The
Need
Reinforced Concrete is a very
common building material for the construction of facilities and structures. As
complement to concrete's very limited tensile strength, steel rebar has been an
effective and cost-efficient reinforcement.
However, insufficient concrete
cover, poor design or workmanship, and presence of large amounts of aggressive
agents including environmental factors all can lead to cracking of the concrete
and corrosion of the steel rebar.
For many years, there have been
many studies on this corrosion issue, and the interest in FRP (Fiber Reinforced
Polymer) has arisen recently as prospective substitute for steel. Careful
consideration on potential of FRP rebar to fill the cost and performance needs
may suggest appropriate solutions.

________________________

### WORK INSTRUCTIONS
- 1) In the reinforced concrete passage, what does the abbreviation FRP stand for?
- 2) Please pick up the passage on reinforced concrete and FRP rebar after its last sentence and carry it forward.

### DATASET EXTRACT
________________________

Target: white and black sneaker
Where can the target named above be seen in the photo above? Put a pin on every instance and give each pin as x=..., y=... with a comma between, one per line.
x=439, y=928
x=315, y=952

________________________

### TASK RESPONSES
- 1) Fiber Reinforced Polymer.

- 2)
The Technology
Composite materials
made of fibers embedded in a polymeric resin, also known as fiber-reinforced
polymers, can become an alternative to steel reinforcement for concrete
structures. Aramid fiber reinforced polymer (AFRP), carbon fiber reinforced
polymer (CFRP), and glass fiber reinforced polymer (GFRP) rods are the
commercially available products for the construction industry. They have been
proposed for use in lieu of steel reinforcement or steel pre-stressing tendons
in non pre-stressed or pre-stressed concrete structures. The problems of steel
corrosion are avoided with the use of FRPs because these are non-metallic and
non-corrosive. In addition, FRP materials exhibit several properties including
high tensile strength, which make them suitable for the use as structural
reinforcement.
The bond
characteristics are responsible to transfer the load from concrete to
reinforcement and to develop the required stress in the reinforcement for equilibrium,
particularly when concrete is cracked. Service limits in FRP reinforced
concrete elements such as deflection, crack width and crack spacing are
directly influenced by the bond properties of the reinforcement in concrete.
Fiber reinforced
polymer bars are anisotropic materials. Factors such as type and volume of
fiber and resin, fiber orientation and quality control during the manufacturing
play a major role in the mechanical characteristics.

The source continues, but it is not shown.